Arnold: I’m Arnold, the CEO and composer of “Capricia Productions”.
Before founding Capricia, I was mostly (and still am) composing for video games. I’ve worked on quite a few games over the years, like “Small World 2”, “60 Parsecs!” and others.
I think music and gaming were the two most important things in my life since I can remember myself. When I grew up, I decided that I wanted to be a musician and studied film scoring at Rimon School of Music. What I actually wanted to do however wasn’t to compose for films as much as tell stories with music. I formed a progressive metal band that had the idea of telling stories behind it and I started working as a game composer. With time, this band which was called “Capricia” turned into “Capricia Productions” - a game studio focusing on story-driven music games (currently working on “Of Bird and Cage”).
Ben: Game development has been a dream since I can remember myself. In the past, I’ve worked in the film industry for a few years and even ran my own company producing shorts and documentaries for clients.
Music and gaming have always been an integral part of my life, and when I first heard of the project’s idea (back then it was ‘The Birdcage’), I just knew I had to join in.
Arnold came to work as a sound-designer on one of the projects I’ve worked on back then and we just clicked and I think it was quite clear (at least for me) that we’re going to be partners and make games together.
Are You Musicians or Game Developers?
Arnold: So, as I said earlier, “Capricia” was originally a metal band.

===

▶ Work to do
1) Repeat word for word the stretch of the Capricia Productions interview from "Music and gaming have" through "a metal band.".
2) Carry on writing the Capricia Productions interview, picking up right after its last sentence.

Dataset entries
===

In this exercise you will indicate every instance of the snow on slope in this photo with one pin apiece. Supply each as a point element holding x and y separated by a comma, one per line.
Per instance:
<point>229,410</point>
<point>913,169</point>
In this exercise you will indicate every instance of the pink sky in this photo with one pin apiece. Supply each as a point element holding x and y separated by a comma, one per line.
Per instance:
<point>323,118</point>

===

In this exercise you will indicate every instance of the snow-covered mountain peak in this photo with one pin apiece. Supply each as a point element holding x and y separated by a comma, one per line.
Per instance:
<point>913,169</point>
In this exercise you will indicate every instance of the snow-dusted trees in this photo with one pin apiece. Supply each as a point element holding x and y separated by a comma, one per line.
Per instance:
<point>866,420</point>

===

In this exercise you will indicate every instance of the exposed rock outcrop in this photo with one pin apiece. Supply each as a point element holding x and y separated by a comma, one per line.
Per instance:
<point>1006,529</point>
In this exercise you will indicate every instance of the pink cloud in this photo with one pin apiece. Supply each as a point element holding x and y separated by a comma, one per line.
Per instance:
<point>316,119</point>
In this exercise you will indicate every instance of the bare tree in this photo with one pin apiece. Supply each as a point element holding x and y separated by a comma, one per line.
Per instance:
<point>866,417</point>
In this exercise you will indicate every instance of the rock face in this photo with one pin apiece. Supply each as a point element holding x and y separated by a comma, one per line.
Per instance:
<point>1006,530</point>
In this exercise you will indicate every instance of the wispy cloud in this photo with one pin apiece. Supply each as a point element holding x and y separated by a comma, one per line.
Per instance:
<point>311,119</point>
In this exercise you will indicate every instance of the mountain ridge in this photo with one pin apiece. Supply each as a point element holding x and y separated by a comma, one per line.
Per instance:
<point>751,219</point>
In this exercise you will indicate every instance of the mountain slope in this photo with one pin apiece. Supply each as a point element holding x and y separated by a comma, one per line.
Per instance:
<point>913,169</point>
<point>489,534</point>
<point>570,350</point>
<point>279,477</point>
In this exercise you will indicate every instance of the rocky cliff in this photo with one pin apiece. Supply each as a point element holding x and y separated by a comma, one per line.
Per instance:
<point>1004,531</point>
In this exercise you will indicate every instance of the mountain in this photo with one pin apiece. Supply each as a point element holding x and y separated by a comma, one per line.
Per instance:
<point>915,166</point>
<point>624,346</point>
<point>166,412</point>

===

▶ The answers
1)
Music and gaming have always been an integral part of my life, and when I first heard of the project’s idea (back then it was ‘The Birdcage’), I just knew I had to join in.
Arnold came to work as a sound-designer on one of the projects I’ve worked on back then and we just clicked and I think it was quite clear (at least for me) that we’re going to be partners and make games together.
Are You Musicians or Game Developers?
Arnold: So, as I said earlier, “Capricia” was originally a metal band.

2)
We had some success over the years - got an album out, signed a deal with a record company from the U.S, performed on the biggest Israel’s stages and more. When we started working on our second album, we were looking for something more special to do than just a normal album and with me being a composer for games, the answer to how to do that kinda hit me in the face… making a concept album as a video game.
Are we musicians or game developers? That’s a great question. If you ask me I would surely say that I myself am a musician. That being said, Capricia has grown to be about 15 people and while most of them have a passion for the music they are game developers. On top of that, we are working with a lot of musicians, some of whom are pretty well-known, like Ron ‘Bumblefoot'' Thal (ex-Guns N’ Roses), Rob van der Loo (Epica), Ruud Jolie (Within Temptation) and others. Music is a huge part and the core of what we are trying to do.
Also, we found that the people who are most enthusiastic about joining the project were somewhat musicians themselves - whether they write their own songs, or just play instruments - but the team we’ve built is mostly comprised of people who have a great passion for music.
While this was always supposed to be “just” a game, we have somehow found ourselves on stages, performing the music from the game in a few live shows, even with symphonic orchestras and choirs. So I’d say we are both - musicians and game developers who came together to try and create something unique for gaming and music.
An Attempt to Create a New Game Genre
Arnold: Being a composer, mostly for video games, I have found myself in between two industries (music and gaming). The album we (as a band) wanted to make was going to be a modern version of ‘The Beauty and the Beast’, but when we started composing I felt that something was missing - that this story deserved a bit more than “just” a usual album. When I closed my eyes, I would see a huge city, a girl running away from a wall of fire, characters, images and a whole world.
I didn’t want my listeners to experience that story by just putting it on YouTube and browsing away - I wanted them to become a part of the story... to be IN the story. We decided to make a music game, but like no other - a narrative based music game. Maybe we can say it’s the equivalent of musicals in games.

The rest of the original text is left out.